EXTRACT PROVIDED —
# MakeMusic (Finale) - new owners coming



## JJP (Mar 14, 2013)

That buyout attempt of MakeMusic by a minority shareholder equity group appears to have gone through. In other news, MakeMusic has changed its logo and "brand identity.

http://www.makemusic.com/press-room/pr-releases-2013/

http://www.bizjournals.com/twincities/news/2013/03/13/makemusic-sold-to-investment-firm-for.html

We'll see what the push towards profitability brings to Finale.


----------



## composeradrian (Mar 14, 2013)

I would expect something similar to the whole Avid/Sibelius debacle.


----------



## jtenney (Mar 16, 2013)

It's certainly timely, then, that Steinberg has a whole team working to write a new program, starting from scratch in its code, while soliciting input from professionals across the range of music production including session players, composers and arrangers, etc. Here is basic info from Steinberg: http://blog.steinberg.net/2013/02/welcome/

later,
John


----------



## mducharme (Mar 16, 2013)

This is old news. This was announced many months ago.

They've basically already said they don't want to make changes to the operation or the way things are done, so it should have very little impact.

Hopefully, Finale's new two year release cycle will allow them to make more changes to the core of the program, which for a long time has suffered by having new features placed as "add ons", stuck on top of the program, rather than truly integrated.


----------



## JJP (Mar 16, 2013)

mducharme @ Sat Mar 16 said:


> This is old news. This was announced many months ago.



They made the offer many months ago. The actual deal didn't go through until recently.


----------



## dormusic (Mar 17, 2013)

The new logos are very similar to those of Sony Erricsson. I'd say they are behind this.

This is very sad to me as a finale user, though inevitable; I am very much looking forward to the new steinberg notation program.


----------

ENTRIES SUPPLIED —
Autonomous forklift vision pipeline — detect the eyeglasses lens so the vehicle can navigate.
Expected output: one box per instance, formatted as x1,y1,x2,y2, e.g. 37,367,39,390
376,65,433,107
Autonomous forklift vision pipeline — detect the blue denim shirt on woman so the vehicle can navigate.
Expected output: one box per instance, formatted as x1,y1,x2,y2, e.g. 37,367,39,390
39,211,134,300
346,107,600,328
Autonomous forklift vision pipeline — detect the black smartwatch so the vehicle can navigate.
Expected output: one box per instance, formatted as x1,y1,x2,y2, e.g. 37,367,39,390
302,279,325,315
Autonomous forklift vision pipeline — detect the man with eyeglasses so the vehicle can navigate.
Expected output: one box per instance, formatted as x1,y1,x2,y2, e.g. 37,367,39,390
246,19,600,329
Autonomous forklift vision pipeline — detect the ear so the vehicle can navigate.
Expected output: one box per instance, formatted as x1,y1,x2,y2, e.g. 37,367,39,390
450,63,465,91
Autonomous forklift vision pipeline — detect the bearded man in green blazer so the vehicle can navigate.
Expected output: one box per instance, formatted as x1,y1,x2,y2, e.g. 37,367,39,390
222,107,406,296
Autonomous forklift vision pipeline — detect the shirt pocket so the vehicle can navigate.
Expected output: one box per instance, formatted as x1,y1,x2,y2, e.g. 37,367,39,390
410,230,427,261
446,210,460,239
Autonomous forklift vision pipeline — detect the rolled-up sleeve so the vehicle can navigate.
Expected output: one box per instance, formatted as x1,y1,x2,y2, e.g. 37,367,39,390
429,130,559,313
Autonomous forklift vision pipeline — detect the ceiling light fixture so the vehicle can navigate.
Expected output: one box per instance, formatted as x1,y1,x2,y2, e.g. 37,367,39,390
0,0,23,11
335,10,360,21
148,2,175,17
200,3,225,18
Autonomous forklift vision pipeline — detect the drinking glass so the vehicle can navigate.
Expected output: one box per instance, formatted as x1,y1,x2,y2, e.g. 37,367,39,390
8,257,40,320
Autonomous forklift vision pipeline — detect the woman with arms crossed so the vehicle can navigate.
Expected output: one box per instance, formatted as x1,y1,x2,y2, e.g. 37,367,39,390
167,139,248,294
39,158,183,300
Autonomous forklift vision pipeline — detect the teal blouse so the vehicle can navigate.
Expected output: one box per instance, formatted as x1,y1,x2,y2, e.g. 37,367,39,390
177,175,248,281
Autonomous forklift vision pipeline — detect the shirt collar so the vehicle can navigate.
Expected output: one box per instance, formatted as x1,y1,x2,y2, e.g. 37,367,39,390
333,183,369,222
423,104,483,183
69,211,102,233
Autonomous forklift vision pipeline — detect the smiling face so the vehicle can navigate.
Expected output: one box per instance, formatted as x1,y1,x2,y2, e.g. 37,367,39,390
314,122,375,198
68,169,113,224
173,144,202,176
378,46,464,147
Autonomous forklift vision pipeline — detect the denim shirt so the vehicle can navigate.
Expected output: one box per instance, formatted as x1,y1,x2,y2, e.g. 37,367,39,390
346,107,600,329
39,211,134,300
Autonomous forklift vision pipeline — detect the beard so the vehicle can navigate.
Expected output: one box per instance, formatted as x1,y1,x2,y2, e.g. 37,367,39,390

TASK 1 — In the forum thread about MakeMusic's new owners, how long is Finale's new release cycle, according to mducharme?
TASK 2 — Reproduce the stretch of the records from the line containing "Autonomous forklift vision pipeline — detect the denim" through the end of the records, requests included. Raise every bounding-box coordinate in the answers by 125.

FINAL RESULT 1 — Two years.

FINAL RESULT 2 —
Autonomous forklift vision pipeline — detect the denim shirt so the vehicle can navigate.
Expected output: one box per instance, formatted as x1,y1,x2,y2, e.g. 37,367,39,390
471,232,725,454
164,336,259,425
Autonomous forklift vision pipeline — detect the beard so the vehicle can navigate.
Expected output: one box per instance, formatted as x1,y1,x2,y2, e.g. 37,367,39,390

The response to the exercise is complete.